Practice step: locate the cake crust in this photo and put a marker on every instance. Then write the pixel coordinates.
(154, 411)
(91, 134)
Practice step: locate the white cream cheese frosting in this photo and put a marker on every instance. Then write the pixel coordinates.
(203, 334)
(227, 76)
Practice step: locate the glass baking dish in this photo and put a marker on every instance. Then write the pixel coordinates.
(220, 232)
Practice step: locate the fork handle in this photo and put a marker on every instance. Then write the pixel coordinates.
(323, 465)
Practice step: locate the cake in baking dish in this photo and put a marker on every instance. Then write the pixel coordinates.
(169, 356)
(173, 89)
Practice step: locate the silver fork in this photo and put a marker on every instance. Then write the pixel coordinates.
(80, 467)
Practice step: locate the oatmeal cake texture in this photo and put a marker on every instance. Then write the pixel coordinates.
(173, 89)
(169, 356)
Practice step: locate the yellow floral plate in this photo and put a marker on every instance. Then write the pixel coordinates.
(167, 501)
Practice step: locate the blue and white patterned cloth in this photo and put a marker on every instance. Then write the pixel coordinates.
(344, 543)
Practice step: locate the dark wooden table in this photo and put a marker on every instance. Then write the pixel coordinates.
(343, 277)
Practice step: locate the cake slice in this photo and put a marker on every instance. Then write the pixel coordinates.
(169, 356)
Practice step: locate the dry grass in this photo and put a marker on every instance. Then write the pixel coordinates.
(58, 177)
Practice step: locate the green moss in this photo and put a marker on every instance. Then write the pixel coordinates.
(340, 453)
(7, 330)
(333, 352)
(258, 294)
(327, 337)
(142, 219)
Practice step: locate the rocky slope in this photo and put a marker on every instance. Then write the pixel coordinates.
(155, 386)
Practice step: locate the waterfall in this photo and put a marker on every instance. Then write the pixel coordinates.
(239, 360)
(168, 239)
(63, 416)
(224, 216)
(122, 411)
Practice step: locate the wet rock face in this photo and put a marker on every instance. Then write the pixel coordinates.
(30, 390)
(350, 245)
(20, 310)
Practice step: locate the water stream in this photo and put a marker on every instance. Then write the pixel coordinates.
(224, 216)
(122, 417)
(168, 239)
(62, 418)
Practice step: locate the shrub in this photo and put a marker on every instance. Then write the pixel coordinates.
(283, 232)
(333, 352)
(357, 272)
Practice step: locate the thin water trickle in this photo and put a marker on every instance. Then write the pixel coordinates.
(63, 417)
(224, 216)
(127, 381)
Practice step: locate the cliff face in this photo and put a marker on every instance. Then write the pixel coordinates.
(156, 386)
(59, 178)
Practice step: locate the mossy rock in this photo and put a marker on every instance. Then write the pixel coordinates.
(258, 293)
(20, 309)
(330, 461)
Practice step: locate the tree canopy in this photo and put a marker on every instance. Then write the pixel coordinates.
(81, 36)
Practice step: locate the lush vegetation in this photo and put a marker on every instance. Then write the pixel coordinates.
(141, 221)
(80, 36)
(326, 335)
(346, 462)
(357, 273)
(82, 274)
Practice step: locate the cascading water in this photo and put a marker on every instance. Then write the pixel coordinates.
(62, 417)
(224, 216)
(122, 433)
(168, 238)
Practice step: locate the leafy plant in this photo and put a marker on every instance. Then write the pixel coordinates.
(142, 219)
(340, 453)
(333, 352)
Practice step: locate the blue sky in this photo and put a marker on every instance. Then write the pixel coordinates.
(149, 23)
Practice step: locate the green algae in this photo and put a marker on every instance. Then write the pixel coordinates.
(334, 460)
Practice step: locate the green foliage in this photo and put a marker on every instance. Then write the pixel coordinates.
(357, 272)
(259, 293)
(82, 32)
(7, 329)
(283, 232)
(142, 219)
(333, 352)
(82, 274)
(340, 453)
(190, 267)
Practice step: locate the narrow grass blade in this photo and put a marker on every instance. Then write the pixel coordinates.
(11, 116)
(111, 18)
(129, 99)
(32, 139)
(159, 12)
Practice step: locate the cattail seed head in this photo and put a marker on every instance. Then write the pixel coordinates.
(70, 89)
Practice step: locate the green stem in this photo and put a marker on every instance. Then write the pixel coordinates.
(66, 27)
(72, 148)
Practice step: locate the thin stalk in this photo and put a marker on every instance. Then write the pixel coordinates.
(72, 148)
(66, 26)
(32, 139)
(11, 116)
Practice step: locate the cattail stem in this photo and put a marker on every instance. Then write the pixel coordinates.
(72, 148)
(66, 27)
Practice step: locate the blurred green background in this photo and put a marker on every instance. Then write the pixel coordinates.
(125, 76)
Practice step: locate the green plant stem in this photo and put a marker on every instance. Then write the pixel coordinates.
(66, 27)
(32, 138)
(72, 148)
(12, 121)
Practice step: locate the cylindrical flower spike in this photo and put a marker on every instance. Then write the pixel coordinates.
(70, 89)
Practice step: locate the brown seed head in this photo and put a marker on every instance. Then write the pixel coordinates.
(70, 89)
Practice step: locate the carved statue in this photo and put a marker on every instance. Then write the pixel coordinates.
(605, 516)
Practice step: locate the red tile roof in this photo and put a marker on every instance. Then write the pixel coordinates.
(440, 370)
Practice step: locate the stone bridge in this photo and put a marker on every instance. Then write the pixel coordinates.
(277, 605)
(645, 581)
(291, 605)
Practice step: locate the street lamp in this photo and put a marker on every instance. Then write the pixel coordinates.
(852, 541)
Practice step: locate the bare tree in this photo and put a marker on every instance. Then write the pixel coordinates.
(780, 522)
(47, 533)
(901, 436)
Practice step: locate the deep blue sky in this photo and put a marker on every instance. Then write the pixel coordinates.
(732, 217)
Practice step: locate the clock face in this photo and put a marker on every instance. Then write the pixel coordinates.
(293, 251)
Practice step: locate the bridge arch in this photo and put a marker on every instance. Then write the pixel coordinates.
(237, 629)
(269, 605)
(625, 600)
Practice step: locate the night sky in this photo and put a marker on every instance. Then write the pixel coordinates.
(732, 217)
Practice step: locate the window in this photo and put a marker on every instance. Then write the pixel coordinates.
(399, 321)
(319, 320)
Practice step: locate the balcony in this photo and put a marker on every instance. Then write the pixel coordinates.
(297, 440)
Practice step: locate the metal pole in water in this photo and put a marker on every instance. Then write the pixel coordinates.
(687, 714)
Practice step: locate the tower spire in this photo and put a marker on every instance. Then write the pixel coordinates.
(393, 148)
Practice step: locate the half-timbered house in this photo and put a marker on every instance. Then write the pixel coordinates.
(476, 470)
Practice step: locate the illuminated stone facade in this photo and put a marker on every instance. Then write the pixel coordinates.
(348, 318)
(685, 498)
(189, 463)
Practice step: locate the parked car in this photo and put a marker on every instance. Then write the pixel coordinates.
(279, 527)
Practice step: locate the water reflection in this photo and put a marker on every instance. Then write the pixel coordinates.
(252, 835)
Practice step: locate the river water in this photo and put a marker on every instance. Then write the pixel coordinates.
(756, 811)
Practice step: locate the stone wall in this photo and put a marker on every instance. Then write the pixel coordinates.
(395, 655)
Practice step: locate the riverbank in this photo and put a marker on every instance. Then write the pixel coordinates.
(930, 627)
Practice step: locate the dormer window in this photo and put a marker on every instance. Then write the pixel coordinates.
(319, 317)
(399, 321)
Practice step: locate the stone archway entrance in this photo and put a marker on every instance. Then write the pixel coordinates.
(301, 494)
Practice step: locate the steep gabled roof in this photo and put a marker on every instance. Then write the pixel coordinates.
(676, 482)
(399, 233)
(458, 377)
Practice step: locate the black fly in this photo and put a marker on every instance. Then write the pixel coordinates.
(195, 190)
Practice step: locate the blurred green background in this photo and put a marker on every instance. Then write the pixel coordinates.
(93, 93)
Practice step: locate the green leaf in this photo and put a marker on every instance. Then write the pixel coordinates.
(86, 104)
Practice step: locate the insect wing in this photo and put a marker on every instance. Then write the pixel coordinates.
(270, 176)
━━━━━━━━━━━━━━━━━━━━
* **Your goal**: Without skipping a line, print the listing once more exactly.

* **Result of this task**:
Practice step: locate the cake crust in this photo and put a marker on every instance. Then write the pixel coordinates.
(154, 411)
(91, 134)
Practice step: locate the white cream cheese frosting in this photo and put a marker on every instance. Then write the pixel coordinates.
(203, 334)
(227, 76)
Practice step: locate the glass baking dish in this photo and put a marker on every instance. Then write the pixel coordinates.
(220, 232)
Practice step: locate the fork handle in this photo and put a marker on every instance. Then write the pixel coordinates.
(323, 465)
Practice step: locate the cake in baking dish in this photo and put a marker on every instance. Then write the pixel coordinates.
(169, 356)
(173, 89)
Practice step: locate the silver fork in this photo and put a marker on every instance. Then write the pixel coordinates.
(80, 467)
Practice step: locate the oatmeal cake texture in this photo and put a marker on every instance. Then write the pixel coordinates.
(173, 89)
(169, 356)
Practice step: locate the yellow floral plate in this photo and put a marker on every instance. Then write the pixel coordinates.
(167, 501)
Practice step: locate the blue and white patterned cloth in this photo and put a marker on every instance. Then write the pixel coordinates.
(344, 543)
Practice step: locate the dark wooden table in this photo and put a marker on every instance. Then write the pixel coordinates.
(343, 277)
Practice step: locate the cake slice in this photo and put a marker on every instance. Then write the pixel coordinates.
(169, 356)
Practice step: locate the dry grass in this photo and put a marker on every instance. Then write the pixel coordinates.
(58, 177)
Practice step: locate the green moss in this photo and put a marker on every instance. Then write the pixel coordinates.
(340, 453)
(7, 330)
(333, 352)
(258, 294)
(327, 337)
(142, 219)
Practice step: locate the rocky slope in this photo and put a marker on every instance. Then write the pixel coordinates.
(155, 386)
Practice step: locate the waterfall in this photo and put a marker on every instance. Then write the pixel coordinates.
(239, 360)
(168, 239)
(63, 416)
(224, 216)
(122, 411)
Practice step: locate the wet rock face in this photo and put a marker on every instance. Then write the pixel coordinates.
(30, 390)
(350, 245)
(20, 310)
Practice step: locate the water stream in this photo and put a marker on every instance. Then write the pixel coordinates.
(224, 216)
(122, 417)
(168, 239)
(62, 418)
Practice step: locate the shrub in this photo and put a marker on every instance. Then write the pixel coordinates.
(283, 232)
(333, 352)
(357, 272)
Practice step: locate the thin water trickle in this photo and put a marker on every instance. Then write the pixel coordinates.
(63, 417)
(224, 216)
(127, 381)
Practice step: locate the cliff face in this photo and put a marker on every instance. Then write the pixel coordinates.
(156, 386)
(59, 178)
Practice step: locate the mossy rock in this photo and put a marker on every instance. Then write the pixel coordinates.
(258, 293)
(20, 309)
(330, 461)
Practice step: locate the tree canopy in this photo and put a marker on every instance. Then write the pixel coordinates.
(81, 36)
Practice step: locate the lush vegetation in this photo and put a marker on every instance. Then write the pixel coordinates.
(141, 221)
(80, 36)
(326, 335)
(346, 462)
(357, 273)
(82, 274)
Practice step: locate the cascading water in this photo and put a marker on every instance. Then write the pixel coordinates.
(62, 417)
(224, 216)
(122, 433)
(168, 238)
Practice step: locate the leafy plant in this photo and put a marker on every instance. Then write the pixel coordinates.
(142, 219)
(340, 453)
(333, 352)
Practice step: locate the blue sky in this photo and put a marker on every instance. Then write the pixel coordinates.
(149, 23)
Practice step: locate the green algae in this photo and put a marker on every instance. Then write the pixel coordinates.
(334, 460)
Practice step: locate the green foliage in this photo and put a marker on every instance. Then write the pixel coordinates.
(357, 272)
(259, 293)
(82, 32)
(7, 329)
(283, 232)
(142, 219)
(333, 352)
(82, 274)
(340, 453)
(190, 267)
Practice step: locate the narrow grass blade in this photo and put a marker on every instance. Then write the pixel coordinates.
(11, 116)
(111, 18)
(129, 99)
(32, 139)
(159, 12)
Practice step: locate the cattail seed head in this photo and put a marker on every instance. Then write the pixel coordinates.
(70, 89)
Practice step: locate the green stem in this photo and put a marker on every instance. Then write the pixel coordinates.
(66, 27)
(72, 148)
Practice step: locate the thin stalk in this photo and put a marker on every instance. Then write the pixel coordinates.
(72, 148)
(66, 26)
(32, 139)
(11, 116)
Practice step: locate the cattail stem in this photo and put a marker on every instance. Then write the pixel coordinates.
(72, 148)
(66, 27)
Practice step: locate the blurred green background in this photo and put a marker on every instance. Then write the pixel coordinates.
(125, 76)
Practice step: locate the green plant stem in this photo and put a marker on every instance. Then write the pixel coordinates.
(66, 27)
(32, 138)
(72, 148)
(12, 121)
Practice step: locate the cylindrical flower spike in this photo and put a marker on every instance. Then write the pixel coordinates.
(70, 89)
Practice step: locate the brown seed head in this photo and put a marker on every instance. Then write the pixel coordinates.
(70, 89)
Practice step: locate the carved statue in this photo and put a marker on every instance. Then write the pixel coordinates.
(605, 516)
Practice step: locate the red tile roof in this photo and put a marker on every instance. Then write the pixel coordinates.
(440, 370)
Practice step: locate the stone bridge in this photo and put a marker on every instance. Then write the pixel coordinates.
(277, 605)
(645, 581)
(291, 605)
Practice step: locate the street lamp in this photo and put a marker on every instance. Then write the pixel coordinates.
(852, 541)
Practice step: locate the bare tree in this photo and put a marker on every instance. Then write the pixel coordinates.
(780, 522)
(47, 533)
(901, 436)
Practice step: locate the deep blue sky in this photo and put a marker on every instance. Then write the pixel coordinates.
(732, 217)
Practice step: locate the clock face in this photo and put a marker on every instance. Then write the pixel coordinates.
(293, 251)
Practice step: locate the bridge arch in this photo and put a marker on every instance. Then write the pixel coordinates.
(237, 629)
(269, 605)
(625, 600)
Practice step: locate the night sky in this photo and put a marker on every instance. Then write the pixel coordinates.
(732, 217)
Practice step: locate the window in this photo and put a marker on every instance. Then write the pixel coordinates.
(399, 321)
(319, 320)
Practice step: locate the balcony in this photo and put a marker on every instance. Then write the pixel coordinates.
(297, 440)
Practice step: locate the metal pole in water in this photo and put a marker on every instance. Then write the pixel coordinates.
(687, 714)
Practice step: locate the tower spire in this photo and put a marker on every instance. Then write the pixel coordinates.
(393, 148)
Practice step: locate the half-timbered house in this photo and put a marker on every instance. Then write the pixel coordinates.
(476, 470)
Practice step: locate the illuminated stone facade in this photo and put a marker on every instance. Then write the pixel coordinates.
(348, 318)
(685, 498)
(189, 463)
Practice step: locate the parked car in this photo and put a marker on every instance. Then write the pixel coordinates.
(279, 527)
Practice step: locate the water reflection in this photo and put a marker on every instance. Then write the pixel coordinates.
(252, 835)
Practice step: locate the river water in this photo and put a marker on every instance. Then write the pixel coordinates.
(756, 811)
Practice step: locate the stone wall in this photo and put a marker on every instance. Then write the pixel coordinates.
(395, 655)
Practice step: locate the riverbank in this photo and put a marker on every instance. Then write the pixel coordinates.
(930, 627)
Practice step: locate the dormer window in this photo and put a marker on every instance. Then write the pixel coordinates.
(319, 317)
(399, 321)
Practice step: locate the stone archway entrance in this photo and put a marker on every instance. Then write the pixel coordinates.
(301, 494)
Practice step: locate the steep gabled roof in this photo and put a marker on every instance. Then write the pixel coordinates.
(676, 482)
(399, 233)
(458, 377)
Practice step: locate the black fly in this photo and put a marker on every instance. Then write the pixel coordinates.
(195, 190)
Practice step: locate the blurred green background in this photo and put a marker on every instance. Then write the pixel coordinates.
(93, 93)
Practice step: locate the green leaf in this photo and put a marker on every instance. Then write the pixel coordinates.
(86, 104)
Practice step: locate the insect wing in this photo and put a marker on every instance. Then write the pixel coordinates.
(270, 176)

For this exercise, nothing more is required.